Suppose the plane of the disk ("2") into which we project is $\Pi$ described by a normal vector $\mathbf n,$ and $O_\Pi$ a projection operator, projecting onto an orthonormal basis within the 2D plane (spanned by the null-space of $\mathbf n$). Then if our disk "1" (to be projected onto $\Pi$) is centred at $\mathbf r_1,$ initially in a plane with normal $\mathbf n_1,$ then the half-axis vectors of the projected disk which is an ellipsoid in general ($l$ to denote large axis and $s$ the small one) can be expressed as:

$$ \begin{align} \mathbf a_l =& r (\mathbf n_1 \times \mathbf n) \text{ and projected to } O_\Pi \mathbf a_l \in\mathbb R^2 \tag{1} \\ \mathbf a_s =& r \mathbf n_1 \times (\mathbf n_1 \times \mathbf n) \text{ and similarly } O_\Pi \mathbf a_s\in\mathbb R^2 \tag{2} \end{align} $$

where $r$ is the radius of the two disks. For simplicity, in the plane $\Pi,$ we assume a coordinate system where the original disk of the plane has its centre at origin and the projected disk (the ellipsoid) is centred at $O_\Pi(\mathbf r_1-\mathbf r_2),$ which is the difference vector of the disks' position vectors. To describe the obtained ellipsoid (projected disk), we can use the Kronecker product to compute its covariance matrix $\text{cov}=(O_\Pi a_l \otimes O_\Pi a_l)+(O_\Pi a_s \otimes O_\Pi a_s)$ (whose eigenvalues give the length of the axes and the eigenvectors the orientation), which together with the centre position provide a complete characterisation of the ellipsoid.

REQUIRED WORK
Reproduce word for word the portion of the passage on projecting a disk onto a plane that begins with "where $r$ is" and ends after "of the ellipsoid.".

Items from a labeling collection

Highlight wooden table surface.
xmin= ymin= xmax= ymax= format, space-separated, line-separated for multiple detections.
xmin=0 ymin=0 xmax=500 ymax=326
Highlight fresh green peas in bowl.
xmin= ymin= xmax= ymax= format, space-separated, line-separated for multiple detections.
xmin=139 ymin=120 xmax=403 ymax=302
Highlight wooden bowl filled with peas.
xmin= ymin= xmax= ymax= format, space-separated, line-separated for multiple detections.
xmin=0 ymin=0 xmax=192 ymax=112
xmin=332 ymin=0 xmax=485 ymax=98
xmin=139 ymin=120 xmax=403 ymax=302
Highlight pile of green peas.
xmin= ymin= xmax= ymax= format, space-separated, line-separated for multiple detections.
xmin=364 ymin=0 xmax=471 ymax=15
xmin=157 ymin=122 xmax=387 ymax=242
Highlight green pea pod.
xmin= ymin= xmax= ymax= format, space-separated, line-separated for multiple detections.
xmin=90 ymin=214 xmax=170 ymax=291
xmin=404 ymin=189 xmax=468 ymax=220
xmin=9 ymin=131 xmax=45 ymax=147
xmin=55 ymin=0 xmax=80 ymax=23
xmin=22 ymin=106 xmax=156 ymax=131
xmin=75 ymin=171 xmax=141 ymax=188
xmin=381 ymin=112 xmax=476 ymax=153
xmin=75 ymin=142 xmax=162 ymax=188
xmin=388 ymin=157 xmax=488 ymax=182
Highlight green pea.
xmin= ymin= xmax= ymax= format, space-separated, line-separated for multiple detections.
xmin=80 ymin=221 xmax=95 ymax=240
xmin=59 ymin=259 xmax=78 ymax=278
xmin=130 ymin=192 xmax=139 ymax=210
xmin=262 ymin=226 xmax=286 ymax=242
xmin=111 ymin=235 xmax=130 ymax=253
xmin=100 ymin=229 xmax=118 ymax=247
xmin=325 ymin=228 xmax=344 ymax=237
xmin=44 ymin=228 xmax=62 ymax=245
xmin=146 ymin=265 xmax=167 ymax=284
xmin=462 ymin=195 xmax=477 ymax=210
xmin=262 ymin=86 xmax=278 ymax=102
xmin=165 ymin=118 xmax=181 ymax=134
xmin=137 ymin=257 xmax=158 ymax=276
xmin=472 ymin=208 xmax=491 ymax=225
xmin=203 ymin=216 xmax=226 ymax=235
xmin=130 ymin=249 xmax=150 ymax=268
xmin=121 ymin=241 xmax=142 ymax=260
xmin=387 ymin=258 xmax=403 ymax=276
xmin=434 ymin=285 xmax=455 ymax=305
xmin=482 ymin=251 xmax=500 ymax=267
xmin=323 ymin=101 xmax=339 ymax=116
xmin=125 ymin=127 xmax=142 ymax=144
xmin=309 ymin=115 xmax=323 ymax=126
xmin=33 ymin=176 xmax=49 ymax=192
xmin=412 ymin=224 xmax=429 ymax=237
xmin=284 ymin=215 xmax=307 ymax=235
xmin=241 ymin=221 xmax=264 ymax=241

WRITTEN SOLUTION
where $r$ is the radius of the two disks. For simplicity, in the plane $\Pi,$ we assume a coordinate system where the original disk of the plane has its centre at origin and the projected disk (the ellipsoid) is centred at $O_\Pi(\mathbf r_1-\mathbf r_2),$ which is the difference vector of the disks' position vectors. To describe the obtained ellipsoid (projected disk), we can use the Kronecker product to compute its covariance matrix $\text{cov}=(O_\Pi a_l \otimes O_\Pi a_l)+(O_\Pi a_s \otimes O_\Pi a_s)$ (whose eigenvalues give the length of the axes and the eigenvectors the orientation), which together with the centre position provide a complete characterisation of the ellipsoid.